Official release for the code used in paper: Learning from Active Human Involvement through Proxy Value Propagation
Webpage | Code | Poster | Paper
# Clone the code to local machine
git clone https://github.com/metadriverse/pvp
cd pvp
# Create Conda environment
conda create -n pvp python=3.7
conda activate pvp
# Install dependencies
pip install -r requirements.txt
pip install -e .
# Install evdev package (Linux only)
pip install evdev
# You now have installed MetaDrive and MiniGrid.
# To set up CARLA dependencies, please click the details below.
Set up CARLA dependencies
# Step 1: Download and unzip CARLA 0.9.10.1 to your home folder
cd ~/
wget https://carla-releases.s3.eu-west-3.amazonaws.com/Linux/CARLA_0.9.10.1.tar.gz
export CARLA_ROOT="CARLA_0.9.10.1"
mkdir ${CARLA_ROOT}
tar -xf CARLA_0.9.10.1.tar.gz -C ${CARLA_ROOT} # CARLA is stored at: ~/CARLA_0.9.10.1
# Step 2: Setup the environment variables
vim ~/.bashrc
# Add following sentences and replace PATH_TO_CARLA_ROOT with the path to ${CARLA_ROOT}
export CARLA_ROOT="~/CARLA_0.9.10.1"
export PYTHONPATH="${CARLA_ROOT}/PythonAPI/carla/":"${CARLA_ROOT}/PythonAPI/carla/dist/carla-0.9.10-py3.7-linux-x86_64.egg":${PYTHONPATH}
# Step 3: Activate your conda environment and test if CARLA is installed correctly.
conda activate pvp # If you are using conda environment "pvp"
python -c "import carla" # If no error raises, the installation is successful.
# Step 4: Install dependencies
pip install DI-engine==0.2.2
pip install torchvision
pip install markupsafe==2.0.1
# NOTE: If you are using a new conda environment, you might need to reinstall 'pvp' repo.
# Now let's jump to the CARLA section to run experiment!
Metadrive provides options for three control devices: steering wheel, gamepad and keyboard.
During experiments human subject can always press E
to pause the experiment and press Esc
to exit the experiment. The main experiment will run for 40K steps and takes about one hour. For toy environment with --toy_env
, it takes about 10 minutes.

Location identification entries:
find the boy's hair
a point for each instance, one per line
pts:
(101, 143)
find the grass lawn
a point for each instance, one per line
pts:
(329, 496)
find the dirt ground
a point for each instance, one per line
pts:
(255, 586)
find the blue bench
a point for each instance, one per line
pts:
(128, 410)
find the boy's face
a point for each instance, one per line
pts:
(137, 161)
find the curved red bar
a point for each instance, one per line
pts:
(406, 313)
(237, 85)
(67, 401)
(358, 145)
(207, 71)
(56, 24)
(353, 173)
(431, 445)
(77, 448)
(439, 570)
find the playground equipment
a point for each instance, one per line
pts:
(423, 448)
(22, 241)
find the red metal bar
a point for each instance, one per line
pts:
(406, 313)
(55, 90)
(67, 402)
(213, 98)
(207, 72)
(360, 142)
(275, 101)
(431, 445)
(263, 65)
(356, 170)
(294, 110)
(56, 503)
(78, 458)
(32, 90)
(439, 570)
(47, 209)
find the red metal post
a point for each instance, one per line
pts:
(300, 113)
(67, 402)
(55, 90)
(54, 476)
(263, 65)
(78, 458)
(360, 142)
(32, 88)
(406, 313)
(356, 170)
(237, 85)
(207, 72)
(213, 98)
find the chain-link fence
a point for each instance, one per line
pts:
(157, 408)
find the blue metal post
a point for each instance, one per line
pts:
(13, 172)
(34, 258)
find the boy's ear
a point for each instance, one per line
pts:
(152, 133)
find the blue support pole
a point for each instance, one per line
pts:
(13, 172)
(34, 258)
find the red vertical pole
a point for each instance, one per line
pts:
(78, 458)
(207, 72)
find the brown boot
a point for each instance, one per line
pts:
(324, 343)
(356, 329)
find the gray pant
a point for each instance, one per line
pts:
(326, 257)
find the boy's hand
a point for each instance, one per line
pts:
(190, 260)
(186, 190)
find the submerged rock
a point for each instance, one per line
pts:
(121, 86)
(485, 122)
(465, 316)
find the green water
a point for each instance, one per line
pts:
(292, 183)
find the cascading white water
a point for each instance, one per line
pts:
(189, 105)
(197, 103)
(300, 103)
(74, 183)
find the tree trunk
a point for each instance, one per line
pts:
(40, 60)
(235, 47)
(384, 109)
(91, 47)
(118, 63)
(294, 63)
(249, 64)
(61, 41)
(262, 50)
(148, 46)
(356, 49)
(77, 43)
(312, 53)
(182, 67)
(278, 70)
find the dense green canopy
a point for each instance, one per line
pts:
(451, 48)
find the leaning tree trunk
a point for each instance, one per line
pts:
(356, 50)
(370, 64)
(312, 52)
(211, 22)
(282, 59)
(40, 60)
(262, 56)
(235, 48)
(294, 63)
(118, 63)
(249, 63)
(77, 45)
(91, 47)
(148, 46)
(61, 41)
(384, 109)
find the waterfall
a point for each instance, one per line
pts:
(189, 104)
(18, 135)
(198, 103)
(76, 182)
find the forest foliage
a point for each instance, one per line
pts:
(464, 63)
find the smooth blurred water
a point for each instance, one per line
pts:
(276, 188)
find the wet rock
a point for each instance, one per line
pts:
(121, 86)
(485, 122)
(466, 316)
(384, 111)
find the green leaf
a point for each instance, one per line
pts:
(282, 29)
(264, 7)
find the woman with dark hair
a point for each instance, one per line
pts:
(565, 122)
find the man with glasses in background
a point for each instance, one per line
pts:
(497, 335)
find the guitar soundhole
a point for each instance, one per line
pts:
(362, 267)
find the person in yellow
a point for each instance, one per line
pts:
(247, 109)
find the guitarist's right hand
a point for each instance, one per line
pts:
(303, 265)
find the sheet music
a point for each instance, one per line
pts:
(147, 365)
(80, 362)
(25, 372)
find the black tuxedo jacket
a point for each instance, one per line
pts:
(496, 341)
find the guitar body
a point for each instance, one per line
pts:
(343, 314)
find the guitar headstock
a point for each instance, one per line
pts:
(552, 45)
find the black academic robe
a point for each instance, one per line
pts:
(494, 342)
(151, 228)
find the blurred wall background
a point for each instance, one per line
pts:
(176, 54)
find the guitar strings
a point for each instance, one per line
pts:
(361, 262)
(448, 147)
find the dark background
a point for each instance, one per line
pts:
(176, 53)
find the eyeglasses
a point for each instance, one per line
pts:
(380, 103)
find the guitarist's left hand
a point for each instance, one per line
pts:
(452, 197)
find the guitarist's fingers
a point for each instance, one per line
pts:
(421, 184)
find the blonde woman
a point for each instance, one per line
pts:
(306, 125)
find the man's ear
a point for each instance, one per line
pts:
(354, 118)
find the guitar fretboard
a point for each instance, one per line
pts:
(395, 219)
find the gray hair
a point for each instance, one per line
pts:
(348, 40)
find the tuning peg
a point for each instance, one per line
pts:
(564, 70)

#### Problem 1:
According to the PVP code guide, about how long does the main experiment take to run?
#### Problem 2:
Change the PVP code guide starting at "Metadrive provides options" and ending at "about 10 minutes.", putting "joystick" wherever "gamepad" appears.

#### Exercise response 1:
About one hour, running for 40K steps.

#### Exercise response 2:
Metadrive provides options for three control devices: steering wheel, joystick and keyboard.
During experiments human subject can always press E
to pause the experiment and press Esc
to exit the experiment. The main experiment will run for 40K steps and takes about one hour. For toy environment with --toy_env
, it takes about 10 minutes.